## Written problem
Please return every line of the records that contains the string "beard", with case counting.
--- Begin Input records ---
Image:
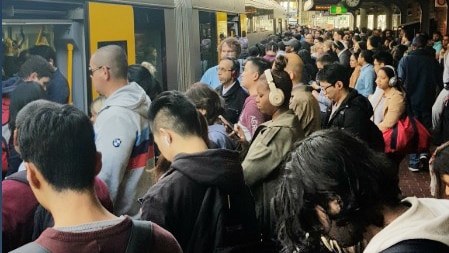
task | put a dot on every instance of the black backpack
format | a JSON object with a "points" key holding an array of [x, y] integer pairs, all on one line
{"points": [[226, 222]]}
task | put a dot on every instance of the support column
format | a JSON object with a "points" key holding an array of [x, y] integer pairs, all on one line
{"points": [[363, 18], [375, 16], [388, 17], [425, 16], [183, 26]]}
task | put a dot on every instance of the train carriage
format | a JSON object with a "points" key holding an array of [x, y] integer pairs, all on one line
{"points": [[179, 38]]}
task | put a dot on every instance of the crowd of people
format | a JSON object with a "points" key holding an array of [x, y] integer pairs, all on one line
{"points": [[278, 148]]}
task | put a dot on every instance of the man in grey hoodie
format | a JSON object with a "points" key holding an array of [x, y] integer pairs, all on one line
{"points": [[122, 133]]}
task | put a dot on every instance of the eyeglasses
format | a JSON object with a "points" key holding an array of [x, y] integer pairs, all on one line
{"points": [[92, 70], [325, 88], [223, 69]]}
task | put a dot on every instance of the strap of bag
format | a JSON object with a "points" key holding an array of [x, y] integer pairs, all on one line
{"points": [[141, 236], [31, 247]]}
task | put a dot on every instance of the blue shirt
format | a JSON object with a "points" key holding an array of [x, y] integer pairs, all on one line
{"points": [[365, 82]]}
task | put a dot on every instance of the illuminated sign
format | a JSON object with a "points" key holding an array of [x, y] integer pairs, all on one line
{"points": [[322, 7], [335, 9]]}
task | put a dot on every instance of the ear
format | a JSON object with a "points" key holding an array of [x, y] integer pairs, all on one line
{"points": [[98, 163], [166, 135], [339, 85], [32, 77], [15, 140], [202, 111], [52, 62], [256, 76], [291, 75], [33, 176]]}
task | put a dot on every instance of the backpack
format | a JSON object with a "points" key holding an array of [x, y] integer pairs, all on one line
{"points": [[226, 223]]}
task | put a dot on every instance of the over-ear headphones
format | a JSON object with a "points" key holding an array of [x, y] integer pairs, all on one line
{"points": [[393, 80], [167, 140], [276, 96], [235, 67]]}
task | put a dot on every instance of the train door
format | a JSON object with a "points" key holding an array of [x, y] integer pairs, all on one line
{"points": [[149, 27], [111, 24], [64, 36]]}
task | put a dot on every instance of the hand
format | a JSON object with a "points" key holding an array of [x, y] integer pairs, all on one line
{"points": [[238, 132], [315, 94]]}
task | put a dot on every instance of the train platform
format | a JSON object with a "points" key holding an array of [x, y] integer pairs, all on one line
{"points": [[414, 183]]}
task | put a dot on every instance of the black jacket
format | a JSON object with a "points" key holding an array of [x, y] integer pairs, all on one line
{"points": [[353, 116], [174, 202], [234, 101]]}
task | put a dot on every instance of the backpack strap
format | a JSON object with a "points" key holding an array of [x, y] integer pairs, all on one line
{"points": [[20, 176], [31, 247], [141, 237]]}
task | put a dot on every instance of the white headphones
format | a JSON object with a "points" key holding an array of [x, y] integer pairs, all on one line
{"points": [[167, 140], [276, 96], [393, 80]]}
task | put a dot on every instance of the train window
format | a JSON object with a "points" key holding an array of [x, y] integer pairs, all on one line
{"points": [[17, 39], [150, 41]]}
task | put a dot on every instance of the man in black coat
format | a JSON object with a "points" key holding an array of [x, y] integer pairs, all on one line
{"points": [[179, 201], [230, 90], [350, 110]]}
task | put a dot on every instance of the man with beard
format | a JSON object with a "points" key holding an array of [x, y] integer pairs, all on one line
{"points": [[345, 195]]}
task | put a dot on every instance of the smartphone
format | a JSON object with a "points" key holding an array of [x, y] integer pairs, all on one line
{"points": [[228, 125]]}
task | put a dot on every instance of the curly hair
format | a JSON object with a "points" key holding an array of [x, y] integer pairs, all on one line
{"points": [[362, 179]]}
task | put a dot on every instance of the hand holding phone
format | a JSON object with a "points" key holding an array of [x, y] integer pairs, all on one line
{"points": [[229, 127]]}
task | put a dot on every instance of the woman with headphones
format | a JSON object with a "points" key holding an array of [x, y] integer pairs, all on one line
{"points": [[391, 105], [271, 142]]}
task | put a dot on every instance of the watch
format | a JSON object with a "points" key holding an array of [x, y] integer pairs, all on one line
{"points": [[352, 3], [308, 5]]}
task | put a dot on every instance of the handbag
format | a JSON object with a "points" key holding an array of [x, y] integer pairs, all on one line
{"points": [[407, 136]]}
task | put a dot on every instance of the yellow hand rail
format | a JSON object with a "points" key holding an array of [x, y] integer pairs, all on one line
{"points": [[70, 69]]}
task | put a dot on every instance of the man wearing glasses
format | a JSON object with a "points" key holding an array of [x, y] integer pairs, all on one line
{"points": [[122, 134], [230, 90], [350, 110], [229, 47]]}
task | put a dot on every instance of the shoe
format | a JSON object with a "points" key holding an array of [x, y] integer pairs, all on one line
{"points": [[413, 169]]}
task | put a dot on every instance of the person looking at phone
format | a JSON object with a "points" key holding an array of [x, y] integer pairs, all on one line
{"points": [[210, 105], [251, 117], [271, 142]]}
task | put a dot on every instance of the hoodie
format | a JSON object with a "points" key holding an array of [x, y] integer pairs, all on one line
{"points": [[174, 202], [425, 219], [123, 137], [354, 115]]}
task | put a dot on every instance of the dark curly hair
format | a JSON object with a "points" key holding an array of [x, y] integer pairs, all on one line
{"points": [[327, 164]]}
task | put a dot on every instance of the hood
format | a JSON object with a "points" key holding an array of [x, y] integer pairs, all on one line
{"points": [[213, 167], [426, 219], [130, 96], [355, 99]]}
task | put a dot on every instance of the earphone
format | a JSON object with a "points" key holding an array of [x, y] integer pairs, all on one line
{"points": [[167, 140], [276, 96], [393, 80]]}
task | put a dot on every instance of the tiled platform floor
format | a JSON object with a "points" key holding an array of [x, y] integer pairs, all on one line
{"points": [[413, 183]]}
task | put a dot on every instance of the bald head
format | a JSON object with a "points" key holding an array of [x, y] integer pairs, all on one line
{"points": [[295, 67], [114, 58]]}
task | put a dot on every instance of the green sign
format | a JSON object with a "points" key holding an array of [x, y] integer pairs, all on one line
{"points": [[335, 9]]}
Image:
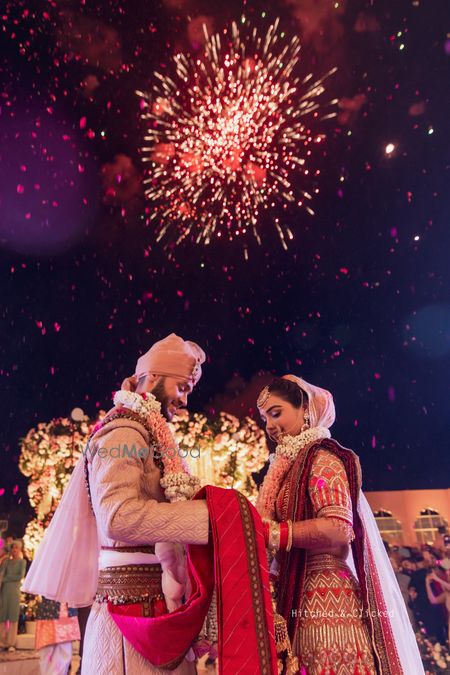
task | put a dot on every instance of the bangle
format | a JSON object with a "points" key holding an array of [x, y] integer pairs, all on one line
{"points": [[290, 535], [284, 536], [274, 536]]}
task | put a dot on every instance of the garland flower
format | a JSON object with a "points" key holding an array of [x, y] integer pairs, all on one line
{"points": [[177, 481], [281, 461]]}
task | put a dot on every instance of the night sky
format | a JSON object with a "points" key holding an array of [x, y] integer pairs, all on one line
{"points": [[360, 301]]}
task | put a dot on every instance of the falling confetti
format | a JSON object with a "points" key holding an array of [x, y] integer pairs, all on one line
{"points": [[227, 134]]}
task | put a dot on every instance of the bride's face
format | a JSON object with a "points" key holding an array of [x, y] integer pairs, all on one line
{"points": [[281, 417]]}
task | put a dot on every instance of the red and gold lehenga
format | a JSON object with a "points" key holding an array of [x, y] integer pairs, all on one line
{"points": [[326, 609], [336, 620]]}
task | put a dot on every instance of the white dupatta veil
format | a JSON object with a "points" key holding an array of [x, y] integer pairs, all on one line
{"points": [[322, 413], [65, 567]]}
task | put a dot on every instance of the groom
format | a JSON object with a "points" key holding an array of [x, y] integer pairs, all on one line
{"points": [[128, 510], [130, 501]]}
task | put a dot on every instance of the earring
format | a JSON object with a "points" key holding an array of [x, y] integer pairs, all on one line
{"points": [[305, 420]]}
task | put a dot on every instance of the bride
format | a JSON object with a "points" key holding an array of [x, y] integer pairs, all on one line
{"points": [[334, 585]]}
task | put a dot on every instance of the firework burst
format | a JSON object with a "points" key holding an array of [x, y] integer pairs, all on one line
{"points": [[227, 134]]}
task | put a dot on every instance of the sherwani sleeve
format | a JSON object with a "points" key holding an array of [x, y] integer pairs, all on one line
{"points": [[124, 513]]}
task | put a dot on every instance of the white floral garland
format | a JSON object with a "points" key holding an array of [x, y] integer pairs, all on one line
{"points": [[280, 463], [290, 446], [177, 481], [137, 403]]}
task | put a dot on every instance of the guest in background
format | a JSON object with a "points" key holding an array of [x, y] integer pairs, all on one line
{"points": [[13, 573], [438, 592], [403, 582], [56, 628], [426, 614]]}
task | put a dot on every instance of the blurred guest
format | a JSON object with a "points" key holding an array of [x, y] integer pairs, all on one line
{"points": [[427, 615], [14, 572], [56, 628], [438, 592]]}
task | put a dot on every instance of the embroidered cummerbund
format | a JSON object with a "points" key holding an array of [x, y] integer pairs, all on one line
{"points": [[128, 584]]}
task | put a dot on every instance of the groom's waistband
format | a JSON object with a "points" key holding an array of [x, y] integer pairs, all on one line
{"points": [[130, 583], [130, 549], [111, 556]]}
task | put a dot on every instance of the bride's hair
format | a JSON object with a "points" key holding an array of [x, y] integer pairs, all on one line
{"points": [[288, 391]]}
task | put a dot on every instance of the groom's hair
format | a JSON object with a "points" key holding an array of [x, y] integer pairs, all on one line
{"points": [[288, 391]]}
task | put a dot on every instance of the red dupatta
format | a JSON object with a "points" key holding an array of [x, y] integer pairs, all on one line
{"points": [[235, 562]]}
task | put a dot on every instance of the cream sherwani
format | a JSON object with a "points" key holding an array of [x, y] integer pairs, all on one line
{"points": [[131, 510]]}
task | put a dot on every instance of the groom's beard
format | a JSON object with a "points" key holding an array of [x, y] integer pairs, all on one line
{"points": [[159, 392]]}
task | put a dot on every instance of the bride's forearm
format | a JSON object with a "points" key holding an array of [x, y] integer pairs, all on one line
{"points": [[320, 533]]}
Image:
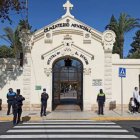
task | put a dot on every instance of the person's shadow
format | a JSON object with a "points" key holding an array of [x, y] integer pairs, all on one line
{"points": [[136, 129], [26, 118]]}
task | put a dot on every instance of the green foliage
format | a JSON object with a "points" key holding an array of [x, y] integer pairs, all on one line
{"points": [[124, 24], [13, 36], [135, 47], [6, 6], [6, 52]]}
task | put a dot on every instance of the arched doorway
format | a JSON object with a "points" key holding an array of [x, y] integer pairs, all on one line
{"points": [[67, 83]]}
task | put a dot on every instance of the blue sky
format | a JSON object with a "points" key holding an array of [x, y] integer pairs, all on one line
{"points": [[95, 13]]}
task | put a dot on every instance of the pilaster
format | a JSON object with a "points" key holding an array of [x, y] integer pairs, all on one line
{"points": [[108, 41]]}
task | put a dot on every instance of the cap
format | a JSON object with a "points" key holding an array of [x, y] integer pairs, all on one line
{"points": [[18, 90], [10, 89], [44, 89]]}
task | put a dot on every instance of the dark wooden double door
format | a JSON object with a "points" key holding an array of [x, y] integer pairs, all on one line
{"points": [[67, 83]]}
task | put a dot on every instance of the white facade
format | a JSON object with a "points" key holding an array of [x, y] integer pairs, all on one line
{"points": [[70, 37]]}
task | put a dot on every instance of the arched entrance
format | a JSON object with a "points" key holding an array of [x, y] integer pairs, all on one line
{"points": [[67, 83]]}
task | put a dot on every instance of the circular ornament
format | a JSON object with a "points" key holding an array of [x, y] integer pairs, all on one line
{"points": [[108, 37]]}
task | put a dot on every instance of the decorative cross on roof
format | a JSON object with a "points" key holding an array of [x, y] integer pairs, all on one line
{"points": [[68, 6]]}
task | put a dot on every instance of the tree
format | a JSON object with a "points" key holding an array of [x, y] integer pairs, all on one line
{"points": [[6, 6], [124, 24], [6, 52], [135, 50], [12, 38]]}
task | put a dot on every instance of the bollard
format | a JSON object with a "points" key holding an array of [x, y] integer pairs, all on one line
{"points": [[0, 104]]}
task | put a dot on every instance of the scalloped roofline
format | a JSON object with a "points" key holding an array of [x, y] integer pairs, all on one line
{"points": [[92, 29]]}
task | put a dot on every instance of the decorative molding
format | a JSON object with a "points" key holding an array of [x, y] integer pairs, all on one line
{"points": [[87, 71], [48, 71], [68, 6]]}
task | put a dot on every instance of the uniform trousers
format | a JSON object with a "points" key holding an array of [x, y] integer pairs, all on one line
{"points": [[17, 114], [43, 108], [101, 108]]}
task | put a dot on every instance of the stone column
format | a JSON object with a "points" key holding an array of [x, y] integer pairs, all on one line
{"points": [[27, 79], [108, 41], [26, 45], [48, 72]]}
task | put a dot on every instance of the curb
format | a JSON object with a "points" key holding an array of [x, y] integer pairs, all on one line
{"points": [[36, 118]]}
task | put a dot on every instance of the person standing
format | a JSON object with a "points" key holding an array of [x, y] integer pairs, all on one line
{"points": [[10, 98], [135, 96], [44, 98], [17, 107], [101, 101]]}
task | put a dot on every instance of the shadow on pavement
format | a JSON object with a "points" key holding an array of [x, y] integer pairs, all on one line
{"points": [[26, 118], [136, 129]]}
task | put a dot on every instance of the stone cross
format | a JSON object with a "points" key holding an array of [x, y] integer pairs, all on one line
{"points": [[68, 6]]}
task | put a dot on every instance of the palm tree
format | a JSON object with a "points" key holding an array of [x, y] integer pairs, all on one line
{"points": [[12, 38], [124, 24]]}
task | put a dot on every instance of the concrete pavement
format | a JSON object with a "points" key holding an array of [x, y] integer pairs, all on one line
{"points": [[73, 115]]}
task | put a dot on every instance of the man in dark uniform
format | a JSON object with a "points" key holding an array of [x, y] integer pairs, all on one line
{"points": [[10, 98], [17, 107], [44, 98], [101, 101]]}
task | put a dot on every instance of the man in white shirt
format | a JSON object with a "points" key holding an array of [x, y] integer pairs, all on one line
{"points": [[135, 96]]}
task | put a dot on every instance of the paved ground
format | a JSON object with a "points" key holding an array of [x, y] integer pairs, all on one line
{"points": [[70, 115], [71, 129]]}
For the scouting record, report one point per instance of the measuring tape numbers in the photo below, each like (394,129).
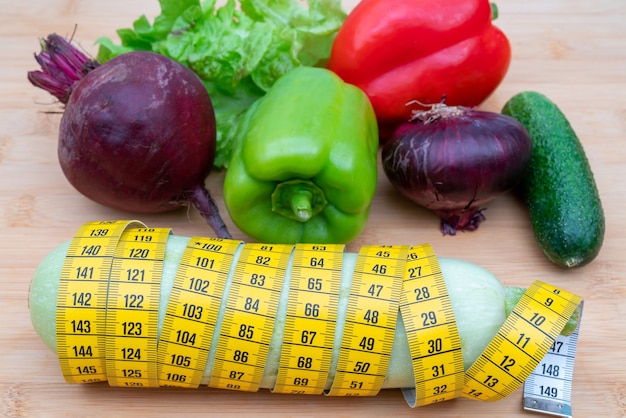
--- End Input records ---
## Task result
task | put a dot on every instance of the man with beard
task | put a dot on every instance of the groom's beard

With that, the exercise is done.